Records shown:
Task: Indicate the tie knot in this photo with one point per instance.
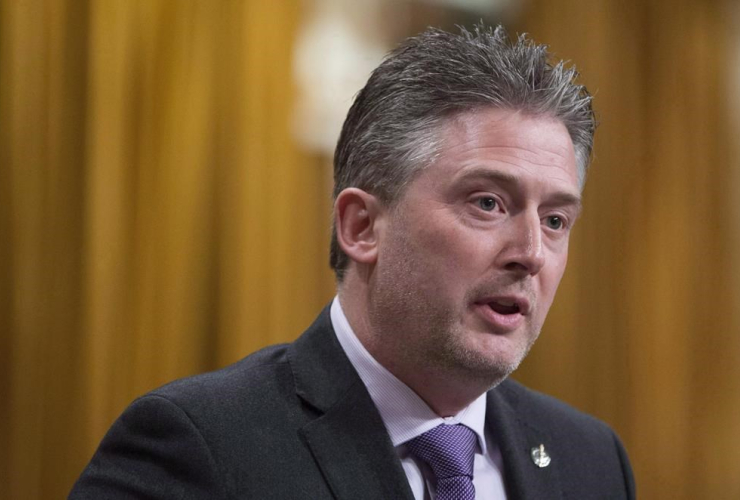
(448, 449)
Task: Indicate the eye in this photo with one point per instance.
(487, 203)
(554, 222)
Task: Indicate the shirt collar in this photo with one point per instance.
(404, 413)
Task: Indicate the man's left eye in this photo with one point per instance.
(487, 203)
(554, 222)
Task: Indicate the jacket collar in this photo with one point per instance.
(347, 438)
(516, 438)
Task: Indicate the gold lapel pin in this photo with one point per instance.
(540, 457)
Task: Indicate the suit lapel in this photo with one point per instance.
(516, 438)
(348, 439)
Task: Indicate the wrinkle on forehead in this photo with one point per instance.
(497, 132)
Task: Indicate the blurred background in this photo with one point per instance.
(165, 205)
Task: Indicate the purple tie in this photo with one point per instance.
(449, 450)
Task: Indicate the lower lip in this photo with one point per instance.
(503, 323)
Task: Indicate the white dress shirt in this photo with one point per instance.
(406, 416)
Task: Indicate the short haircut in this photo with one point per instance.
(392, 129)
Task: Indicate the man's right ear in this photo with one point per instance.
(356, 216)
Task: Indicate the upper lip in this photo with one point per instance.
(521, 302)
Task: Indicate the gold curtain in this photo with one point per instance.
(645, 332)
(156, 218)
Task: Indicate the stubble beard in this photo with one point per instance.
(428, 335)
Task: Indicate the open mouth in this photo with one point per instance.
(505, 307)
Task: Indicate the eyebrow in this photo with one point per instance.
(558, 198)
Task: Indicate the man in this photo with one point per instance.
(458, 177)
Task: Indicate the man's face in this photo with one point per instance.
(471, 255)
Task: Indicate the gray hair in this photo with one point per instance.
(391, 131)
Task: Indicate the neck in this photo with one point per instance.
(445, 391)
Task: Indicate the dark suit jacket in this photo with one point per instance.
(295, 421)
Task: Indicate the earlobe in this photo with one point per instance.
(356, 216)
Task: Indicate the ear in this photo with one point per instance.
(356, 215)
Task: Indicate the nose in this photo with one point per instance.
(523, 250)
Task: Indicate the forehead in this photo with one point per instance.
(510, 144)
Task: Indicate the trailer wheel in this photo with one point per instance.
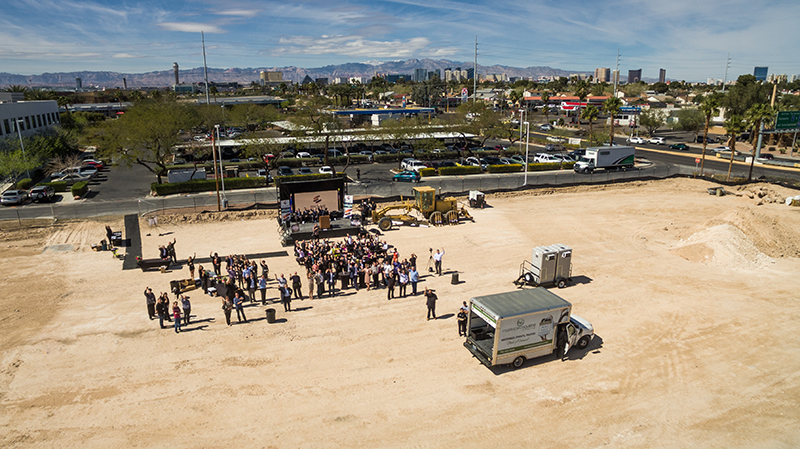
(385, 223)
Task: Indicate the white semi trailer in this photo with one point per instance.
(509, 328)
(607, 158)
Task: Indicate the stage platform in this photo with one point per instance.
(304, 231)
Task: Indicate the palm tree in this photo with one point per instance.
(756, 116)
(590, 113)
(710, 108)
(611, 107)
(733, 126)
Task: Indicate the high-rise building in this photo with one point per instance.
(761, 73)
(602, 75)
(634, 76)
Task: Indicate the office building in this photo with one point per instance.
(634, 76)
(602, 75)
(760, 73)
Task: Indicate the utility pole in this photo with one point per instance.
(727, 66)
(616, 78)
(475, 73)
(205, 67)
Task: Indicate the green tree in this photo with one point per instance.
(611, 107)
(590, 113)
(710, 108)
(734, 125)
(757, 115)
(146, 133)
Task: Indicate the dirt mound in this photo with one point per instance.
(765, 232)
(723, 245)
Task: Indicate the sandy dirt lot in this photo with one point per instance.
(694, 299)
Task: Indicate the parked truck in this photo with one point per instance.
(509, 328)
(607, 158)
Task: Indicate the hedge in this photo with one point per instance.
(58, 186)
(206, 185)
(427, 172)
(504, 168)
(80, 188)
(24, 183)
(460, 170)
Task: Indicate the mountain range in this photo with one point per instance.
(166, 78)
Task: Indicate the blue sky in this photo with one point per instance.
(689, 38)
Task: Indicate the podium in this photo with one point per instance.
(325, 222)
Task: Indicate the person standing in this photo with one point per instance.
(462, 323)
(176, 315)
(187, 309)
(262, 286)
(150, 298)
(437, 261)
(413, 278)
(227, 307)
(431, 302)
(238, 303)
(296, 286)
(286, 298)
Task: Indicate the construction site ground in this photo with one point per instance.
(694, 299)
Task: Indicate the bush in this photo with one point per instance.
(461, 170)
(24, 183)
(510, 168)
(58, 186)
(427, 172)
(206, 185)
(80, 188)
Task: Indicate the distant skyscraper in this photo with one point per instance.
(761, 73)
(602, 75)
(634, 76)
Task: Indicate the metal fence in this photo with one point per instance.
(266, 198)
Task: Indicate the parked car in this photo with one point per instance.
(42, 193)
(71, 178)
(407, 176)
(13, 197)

* * *

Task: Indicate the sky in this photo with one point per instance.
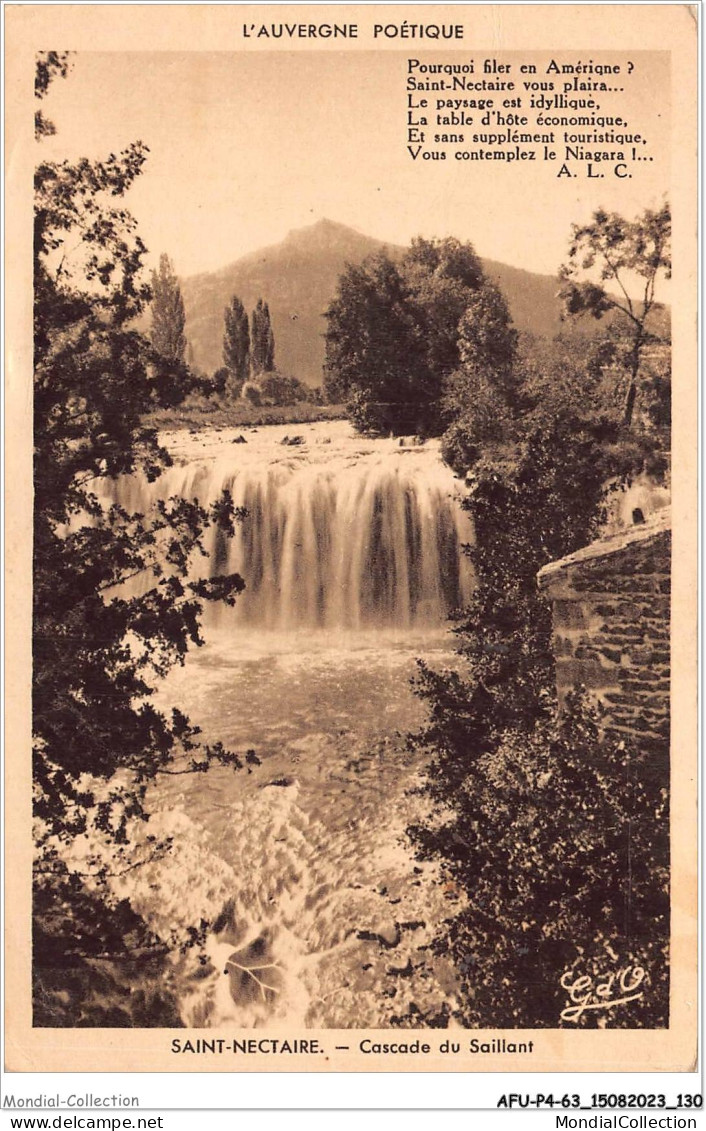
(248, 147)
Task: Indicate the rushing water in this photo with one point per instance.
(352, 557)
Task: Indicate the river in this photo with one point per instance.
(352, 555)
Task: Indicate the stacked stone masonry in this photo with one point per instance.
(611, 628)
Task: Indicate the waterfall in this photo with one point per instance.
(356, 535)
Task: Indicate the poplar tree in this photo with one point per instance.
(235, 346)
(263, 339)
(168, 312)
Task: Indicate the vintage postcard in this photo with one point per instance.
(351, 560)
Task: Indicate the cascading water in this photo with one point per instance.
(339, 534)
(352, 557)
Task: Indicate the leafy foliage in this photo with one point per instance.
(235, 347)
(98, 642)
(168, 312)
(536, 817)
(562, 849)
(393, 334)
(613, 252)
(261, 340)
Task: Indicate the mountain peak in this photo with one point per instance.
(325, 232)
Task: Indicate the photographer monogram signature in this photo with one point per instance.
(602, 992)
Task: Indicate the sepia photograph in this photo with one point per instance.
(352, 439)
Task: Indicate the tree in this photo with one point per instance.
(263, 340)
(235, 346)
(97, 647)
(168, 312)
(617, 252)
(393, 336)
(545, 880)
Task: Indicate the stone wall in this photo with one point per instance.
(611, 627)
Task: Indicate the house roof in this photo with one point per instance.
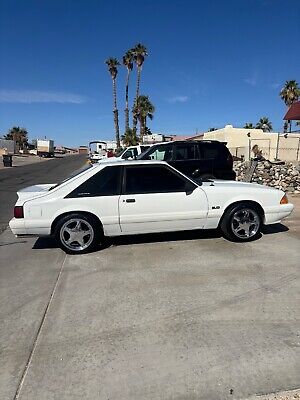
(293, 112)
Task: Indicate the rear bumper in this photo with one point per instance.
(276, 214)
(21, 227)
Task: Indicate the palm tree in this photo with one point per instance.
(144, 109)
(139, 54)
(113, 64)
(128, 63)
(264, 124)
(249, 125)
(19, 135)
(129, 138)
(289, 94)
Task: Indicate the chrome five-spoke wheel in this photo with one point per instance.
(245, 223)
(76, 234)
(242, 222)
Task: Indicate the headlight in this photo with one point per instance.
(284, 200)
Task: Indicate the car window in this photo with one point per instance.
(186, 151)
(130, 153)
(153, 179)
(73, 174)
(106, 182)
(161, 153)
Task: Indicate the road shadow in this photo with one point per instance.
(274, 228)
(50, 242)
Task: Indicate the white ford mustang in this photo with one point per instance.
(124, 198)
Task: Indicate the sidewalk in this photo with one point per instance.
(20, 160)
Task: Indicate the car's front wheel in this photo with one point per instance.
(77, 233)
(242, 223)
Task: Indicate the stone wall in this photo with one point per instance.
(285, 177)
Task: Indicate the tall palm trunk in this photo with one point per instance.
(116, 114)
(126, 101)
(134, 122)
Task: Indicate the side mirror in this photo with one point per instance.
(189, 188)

Written exercise:
Extract every line of the items above that contains the word "white", paying attention to case.

Written response:
Task: Indicate the white dress shirt in this photo with one point per instance.
Task: Indicate the white semi trailer in this photo with one point per instance.
Task: Indicate the white ford mustang in this photo with one point per instance.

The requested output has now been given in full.